*ENTRIES SHOWN*:
"""
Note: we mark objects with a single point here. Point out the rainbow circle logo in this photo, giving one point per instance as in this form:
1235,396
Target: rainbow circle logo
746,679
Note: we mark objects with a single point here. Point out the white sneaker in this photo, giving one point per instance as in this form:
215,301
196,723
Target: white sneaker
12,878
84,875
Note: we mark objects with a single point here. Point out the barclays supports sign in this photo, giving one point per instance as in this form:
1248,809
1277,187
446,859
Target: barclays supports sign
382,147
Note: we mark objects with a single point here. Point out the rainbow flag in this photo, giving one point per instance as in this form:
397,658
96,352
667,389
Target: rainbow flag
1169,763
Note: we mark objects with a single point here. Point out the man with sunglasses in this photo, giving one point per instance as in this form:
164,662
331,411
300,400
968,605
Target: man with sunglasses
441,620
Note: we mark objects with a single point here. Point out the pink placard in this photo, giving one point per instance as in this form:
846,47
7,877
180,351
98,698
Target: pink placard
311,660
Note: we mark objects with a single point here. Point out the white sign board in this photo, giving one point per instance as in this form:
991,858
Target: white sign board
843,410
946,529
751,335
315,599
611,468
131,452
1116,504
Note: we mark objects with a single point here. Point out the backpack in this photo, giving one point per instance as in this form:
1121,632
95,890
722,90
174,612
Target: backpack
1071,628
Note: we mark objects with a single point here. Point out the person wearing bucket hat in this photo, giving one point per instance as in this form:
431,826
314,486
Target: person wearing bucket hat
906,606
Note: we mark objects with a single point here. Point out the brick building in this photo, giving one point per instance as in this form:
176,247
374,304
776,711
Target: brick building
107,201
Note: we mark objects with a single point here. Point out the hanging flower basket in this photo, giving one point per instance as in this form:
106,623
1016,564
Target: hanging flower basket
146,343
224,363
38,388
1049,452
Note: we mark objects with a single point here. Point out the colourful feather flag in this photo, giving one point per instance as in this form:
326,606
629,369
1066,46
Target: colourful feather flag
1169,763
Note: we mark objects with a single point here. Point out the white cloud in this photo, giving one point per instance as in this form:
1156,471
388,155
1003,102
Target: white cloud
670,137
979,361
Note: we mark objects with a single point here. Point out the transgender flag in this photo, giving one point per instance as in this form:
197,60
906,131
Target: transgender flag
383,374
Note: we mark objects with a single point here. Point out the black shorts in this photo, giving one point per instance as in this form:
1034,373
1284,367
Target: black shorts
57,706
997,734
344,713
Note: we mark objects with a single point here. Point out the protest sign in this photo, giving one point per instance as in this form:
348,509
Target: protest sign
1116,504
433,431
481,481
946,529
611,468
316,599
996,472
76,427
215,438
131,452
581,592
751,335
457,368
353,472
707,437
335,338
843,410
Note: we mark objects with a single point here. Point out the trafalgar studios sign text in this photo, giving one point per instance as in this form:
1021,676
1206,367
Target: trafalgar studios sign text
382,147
"""
*SET PROBLEM*:
Repeat the data precisely, reproducing every entry.

*WRITTEN SOLUTION*:
Note: we mark objects with a single point here. Point out the rainbow circle logo in this photo, giving one point per instance as in this form:
1235,396
Target: rainbow circle logo
746,679
Note: we mark objects with a single point here. Point out the white sneaker in this photo, giving one point per instance as in this form:
215,301
196,723
Target: white sneaker
12,878
84,875
Note: we mark objects with a single point here. Point out the barclays supports sign in this photo, giving one point per instance as in this form:
1248,809
1277,187
446,859
Target: barclays supports sign
382,147
Note: we mark objects with a single point here. Point out the rainbow flag in this photo, giving one point per instance as in this form:
397,658
96,352
667,389
Target: rainbow flag
1169,763
Note: we mark objects with a single point here. Point out the man with sunglasses in this photo, giving one point per instance as in this form:
164,662
331,411
300,400
968,605
Target: man with sunglasses
441,620
Note: we mark objects with a single point here. Point out the pink placard in this photo, giving one point per instance as in this form:
846,47
7,877
180,351
98,698
Target: pink placard
311,660
Note: we mark objects with a single point here. Point out the white sign board in this photo, giving one point per instance as in this form:
991,858
Target: white sign board
843,410
946,529
751,335
315,599
611,468
131,452
1116,504
Note: we mark objects with a single point here. Point out the backpack in this photo, giving one point per instance as in this form:
1121,632
95,890
722,90
174,612
Target: backpack
1071,628
Note: we mark objects with a single point here. Point out the person wearing bucket hat in this photo, giving one point per instance as in this form:
431,826
314,486
Target: person wearing bucket hat
906,606
Note: we mark objects with a single point here. Point out the brick building in this photo, giving one point per instance as in this form:
176,247
374,304
776,711
Target: brick building
107,201
Note: we mark objects with a single point here. Point out the hanging flower basket in this photo, giving one point per instance as in this form:
106,623
1016,564
Target: hanging flower basket
146,343
224,363
38,388
1049,452
Note: we mark objects with a single point here. Point out the colourful feather flag in this photo, giving one point per instance as in this form:
326,606
629,369
1066,46
Target: colourful feather flag
1169,763
Note: we mark objects with a single point here. Point out the white cloud in this photo, giving one point per instance as in this form:
1156,471
388,155
1003,102
Target: white cloud
670,137
979,361
Note: we mark objects with a single point here. Point out the transgender flag in this photo, giving one point per instance as in this form:
197,60
906,131
Target: transgender flag
383,374
Note: we mark objects with a single point here. Point out the black shorts in this photo, giving one point per instance as in this form:
1034,373
1284,367
Target: black shorts
57,706
997,734
344,713
Note: we mark objects with a single point here. Point out the protest sign in this photo, giving one point per instance as in this form:
348,509
Target: protest sign
1116,504
433,431
481,481
946,529
611,468
316,599
996,472
76,427
215,438
131,452
581,592
751,335
457,368
353,472
707,437
335,338
843,410
Note: we mark objects with a single point here. Point out the trafalgar studios sign text in this photo, giving one point per instance as in this form:
1021,676
1206,367
Target: trafalgar studios sign text
382,147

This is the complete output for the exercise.